EXERCISE PROMPT> Copy the passage below about Joe O'Reilly's meetings with Jenny Friel and Ciarán O'Brien, reproducing it word for word.

SOURCE PASSAGE>
***

She had said that all Joe had done was try to find Rachel's pulse. Joe told Jenny that the arrival of the paramedics on the scene was like something out of Holby City, the hospital-based television drama. In talking about the killer, he said, We firmly believe it was someone she knew. She was killed in the bedroom. The last room in the house.
She wouldn't have let that happen unless she knew who the person was. Joe spoke about his relationship with Rachel, their wedding and the difficult pregnancies, before the conversation turned back to the day of the murder. He asked Jenny Friel and the photographer that was with her if they would like to see where it had happened. Jenny thought she had misheard him.
In a matter-of-fact manner, he said, it's a bit of a mess because of the work the forensic people had to do, but you can see where we found her. Jenny and her colleague looked into the room from the hallway. Joe stood beside them, pointing out blood spatter on the walls, saying, there and there, and that's more blood there. Jenny thought Joe must have been in total shock to be acting this way.
She felt so nauseous she had to go to the bathroom to compose herself. Joe then posed for some photographs, making a big play of toying with a gold ring on his left little finger. He explained that it was Rachel's wedding ring. Following the interview, Jenny Friel noted that Joe had never talked about how much he had loved Rachel. He never said that he would miss her.
In and around the same time, another photographer, Ciarán O'Brien, who worked for the Herald newspaper, also met Joe O'Reilly at Lambay View. As Joe posed for photographs in the kitchen, he told Ciarán that the police were treating him as the prime suspect. He then asked Ciarán if he wanted to see where Rachel had been found. The blood was still there.
Joe began acting out the murder, raining down imaginary blows. He mentioned a dumbbell as the possible weapon. He mimed how the killer must have washed off the blood mentioning that a towel was missing from the house. Ciarán O'Brien made his excuses and left the house as soon as he could. He wasn't gone far when he had to pull over his car to compose himself.

***

ENTRIES PROVIDED>

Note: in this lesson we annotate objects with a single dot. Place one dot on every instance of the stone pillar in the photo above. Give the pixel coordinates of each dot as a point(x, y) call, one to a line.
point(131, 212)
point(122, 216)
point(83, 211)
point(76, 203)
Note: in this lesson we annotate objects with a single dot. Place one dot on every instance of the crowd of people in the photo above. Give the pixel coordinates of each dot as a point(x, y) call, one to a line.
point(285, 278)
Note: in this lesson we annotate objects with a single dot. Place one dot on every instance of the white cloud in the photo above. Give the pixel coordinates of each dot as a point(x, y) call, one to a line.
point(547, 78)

***

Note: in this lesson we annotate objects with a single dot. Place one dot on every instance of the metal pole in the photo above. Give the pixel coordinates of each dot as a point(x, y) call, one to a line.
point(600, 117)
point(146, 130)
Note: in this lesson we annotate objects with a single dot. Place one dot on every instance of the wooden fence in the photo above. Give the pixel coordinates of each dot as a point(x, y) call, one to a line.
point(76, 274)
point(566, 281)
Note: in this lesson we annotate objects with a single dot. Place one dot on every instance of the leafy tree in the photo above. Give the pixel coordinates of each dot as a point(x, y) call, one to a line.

***

RESPONSE FOR THIS EXERCISE>
She had said that all Joe had done was try to find Rachel's pulse. Joe told Jenny that the arrival of the paramedics on the scene was like something out of Holby City, the hospital-based television drama. In talking about the killer, he said, We firmly believe it was someone she knew. She was killed in the bedroom. The last room in the house.
She wouldn't have let that happen unless she knew who the person was. Joe spoke about his relationship with Rachel, their wedding and the difficult pregnancies, before the conversation turned back to the day of the murder. He asked Jenny Friel and the photographer that was with her if they would like to see where it had happened. Jenny thought she had misheard him.
In a matter-of-fact manner, he said, it's a bit of a mess because of the work the forensic people had to do, but you can see where we found her. Jenny and her colleague looked into the room from the hallway. Joe stood beside them, pointing out blood spatter on the walls, saying, there and there, and that's more blood there. Jenny thought Joe must have been in total shock to be acting this way.
She felt so nauseous she had to go to the bathroom to compose herself. Joe then posed for some photographs, making a big play of toying with a gold ring on his left little finger. He explained that it was Rachel's wedding ring. Following the interview, Jenny Friel noted that Joe had never talked about how much he had loved Rachel. He never said that he would miss her.
In and around the same time, another photographer, Ciarán O'Brien, who worked for the Herald newspaper, also met Joe O'Reilly at Lambay View. As Joe posed for photographs in the kitchen, he told Ciarán that the police were treating him as the prime suspect. He then asked Ciarán if he wanted to see where Rachel had been found. The blood was still there.
Joe began acting out the murder, raining down imaginary blows. He mentioned a dumbbell as the possible weapon. He mimed how the killer must have washed off the blood mentioning that a towel was missing from the house. Ciarán O'Brien made his excuses and left the house as soon as he could. He wasn't gone far when he had to pull over his car to compose himself.